What you are asked to do >>
Reproduce only the lines from the line containing "Step 1: Look at the image. Step 2: Find sign" to the line containing "[85,501,116,591]", both included, leaving each request unchanged. Multiply every bounding-box coordinate in the answers by 2.05 and round to whole numbers, with halves rounded up.

(Entries from a dataset)
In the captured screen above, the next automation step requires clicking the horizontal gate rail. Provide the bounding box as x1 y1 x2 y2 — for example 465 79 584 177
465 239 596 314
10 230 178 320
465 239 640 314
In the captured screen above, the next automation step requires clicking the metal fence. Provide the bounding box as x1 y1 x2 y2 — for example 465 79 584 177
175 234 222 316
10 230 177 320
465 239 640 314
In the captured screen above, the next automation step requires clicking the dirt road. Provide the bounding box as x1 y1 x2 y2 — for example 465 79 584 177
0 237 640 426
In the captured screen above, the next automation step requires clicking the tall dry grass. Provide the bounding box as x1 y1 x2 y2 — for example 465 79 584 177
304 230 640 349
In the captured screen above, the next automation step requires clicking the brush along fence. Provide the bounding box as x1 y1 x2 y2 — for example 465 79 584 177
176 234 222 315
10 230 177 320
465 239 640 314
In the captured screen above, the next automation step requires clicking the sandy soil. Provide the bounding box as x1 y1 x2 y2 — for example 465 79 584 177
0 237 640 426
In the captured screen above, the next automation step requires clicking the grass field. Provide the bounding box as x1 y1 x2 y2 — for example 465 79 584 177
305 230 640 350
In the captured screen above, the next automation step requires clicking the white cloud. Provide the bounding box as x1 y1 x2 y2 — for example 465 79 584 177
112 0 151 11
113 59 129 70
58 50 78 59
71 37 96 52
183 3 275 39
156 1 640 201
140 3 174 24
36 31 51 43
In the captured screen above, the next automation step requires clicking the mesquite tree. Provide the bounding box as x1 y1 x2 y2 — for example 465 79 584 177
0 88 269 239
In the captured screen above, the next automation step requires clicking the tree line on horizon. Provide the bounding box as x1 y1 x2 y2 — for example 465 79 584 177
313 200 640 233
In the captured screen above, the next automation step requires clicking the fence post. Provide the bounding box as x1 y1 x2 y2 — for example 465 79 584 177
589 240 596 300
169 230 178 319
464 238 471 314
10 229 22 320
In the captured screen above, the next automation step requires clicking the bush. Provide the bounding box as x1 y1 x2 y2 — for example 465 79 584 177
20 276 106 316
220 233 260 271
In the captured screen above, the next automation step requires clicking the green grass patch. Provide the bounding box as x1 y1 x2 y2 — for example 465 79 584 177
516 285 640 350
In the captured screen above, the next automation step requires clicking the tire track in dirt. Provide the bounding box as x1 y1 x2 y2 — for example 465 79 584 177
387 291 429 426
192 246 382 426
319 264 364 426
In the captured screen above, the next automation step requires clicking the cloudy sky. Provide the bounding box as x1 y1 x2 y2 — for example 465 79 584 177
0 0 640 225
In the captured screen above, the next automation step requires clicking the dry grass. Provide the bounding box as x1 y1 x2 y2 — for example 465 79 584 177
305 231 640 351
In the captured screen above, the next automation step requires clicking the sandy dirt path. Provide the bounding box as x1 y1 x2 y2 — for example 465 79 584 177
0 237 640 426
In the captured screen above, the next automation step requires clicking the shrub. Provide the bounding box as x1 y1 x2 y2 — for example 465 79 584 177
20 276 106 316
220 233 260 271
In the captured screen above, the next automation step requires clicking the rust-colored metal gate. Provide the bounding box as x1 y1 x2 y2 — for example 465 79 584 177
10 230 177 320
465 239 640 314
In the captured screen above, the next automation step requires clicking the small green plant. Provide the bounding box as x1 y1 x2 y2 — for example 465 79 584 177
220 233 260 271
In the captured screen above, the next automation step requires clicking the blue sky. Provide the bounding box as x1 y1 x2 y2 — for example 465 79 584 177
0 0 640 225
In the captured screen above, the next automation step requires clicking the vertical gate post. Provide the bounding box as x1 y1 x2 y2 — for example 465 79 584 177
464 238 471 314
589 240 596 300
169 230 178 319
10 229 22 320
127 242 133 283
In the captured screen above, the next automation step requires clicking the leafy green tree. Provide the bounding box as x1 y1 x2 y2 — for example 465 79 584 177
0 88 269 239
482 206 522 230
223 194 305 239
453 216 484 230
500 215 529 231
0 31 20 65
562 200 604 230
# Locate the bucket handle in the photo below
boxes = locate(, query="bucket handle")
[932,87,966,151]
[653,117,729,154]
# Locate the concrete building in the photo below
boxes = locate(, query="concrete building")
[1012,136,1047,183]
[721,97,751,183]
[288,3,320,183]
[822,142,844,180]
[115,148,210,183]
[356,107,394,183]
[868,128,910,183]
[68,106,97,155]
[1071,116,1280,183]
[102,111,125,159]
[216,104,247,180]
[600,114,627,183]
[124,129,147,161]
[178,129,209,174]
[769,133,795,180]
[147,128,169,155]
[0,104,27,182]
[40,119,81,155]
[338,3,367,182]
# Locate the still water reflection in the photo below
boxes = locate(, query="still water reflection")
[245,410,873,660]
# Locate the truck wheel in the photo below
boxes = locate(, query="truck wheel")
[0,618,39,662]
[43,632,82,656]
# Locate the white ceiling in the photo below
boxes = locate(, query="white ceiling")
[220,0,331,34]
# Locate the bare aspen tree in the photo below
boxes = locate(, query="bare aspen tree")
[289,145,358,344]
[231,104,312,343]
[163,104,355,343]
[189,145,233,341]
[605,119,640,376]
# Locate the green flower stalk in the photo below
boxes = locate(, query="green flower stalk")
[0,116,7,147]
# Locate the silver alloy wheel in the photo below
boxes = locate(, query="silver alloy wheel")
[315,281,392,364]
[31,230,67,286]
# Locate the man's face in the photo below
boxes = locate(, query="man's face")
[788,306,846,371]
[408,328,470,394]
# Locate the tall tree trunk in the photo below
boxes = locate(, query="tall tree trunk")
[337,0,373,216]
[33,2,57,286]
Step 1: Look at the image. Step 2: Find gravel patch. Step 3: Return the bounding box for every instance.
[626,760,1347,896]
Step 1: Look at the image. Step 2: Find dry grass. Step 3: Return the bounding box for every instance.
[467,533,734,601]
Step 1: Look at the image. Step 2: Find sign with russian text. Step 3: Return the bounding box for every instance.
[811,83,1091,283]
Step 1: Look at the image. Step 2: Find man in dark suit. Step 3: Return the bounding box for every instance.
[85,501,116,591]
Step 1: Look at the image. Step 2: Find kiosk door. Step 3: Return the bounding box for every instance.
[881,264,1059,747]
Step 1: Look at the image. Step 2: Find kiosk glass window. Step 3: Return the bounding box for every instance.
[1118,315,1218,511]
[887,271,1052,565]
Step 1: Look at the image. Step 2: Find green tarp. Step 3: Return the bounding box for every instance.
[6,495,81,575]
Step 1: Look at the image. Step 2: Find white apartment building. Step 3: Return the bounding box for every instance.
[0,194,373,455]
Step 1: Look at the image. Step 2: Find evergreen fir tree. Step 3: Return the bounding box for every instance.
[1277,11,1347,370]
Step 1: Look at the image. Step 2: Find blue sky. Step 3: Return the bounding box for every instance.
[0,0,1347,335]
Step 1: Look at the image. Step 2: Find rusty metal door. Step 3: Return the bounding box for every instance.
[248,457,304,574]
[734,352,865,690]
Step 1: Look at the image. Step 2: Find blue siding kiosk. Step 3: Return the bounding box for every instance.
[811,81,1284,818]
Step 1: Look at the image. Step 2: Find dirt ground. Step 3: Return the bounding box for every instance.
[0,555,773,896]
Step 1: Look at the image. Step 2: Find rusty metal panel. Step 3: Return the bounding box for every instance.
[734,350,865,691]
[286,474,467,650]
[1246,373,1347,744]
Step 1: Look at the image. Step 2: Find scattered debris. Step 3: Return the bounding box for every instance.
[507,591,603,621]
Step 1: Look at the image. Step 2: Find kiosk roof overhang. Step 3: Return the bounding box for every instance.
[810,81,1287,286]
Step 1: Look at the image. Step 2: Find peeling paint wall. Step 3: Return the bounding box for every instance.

Task result >>
Step 1: Look at the image. Step 2: Find sign with russian text. Step 3: Return the bounding box for every instance.
[1663,170,2237,580]
Step 1: Look at the image. Step 2: Find man in dark suit. Step 3: Return the bounding box for every instance.
[174,1027,238,1212]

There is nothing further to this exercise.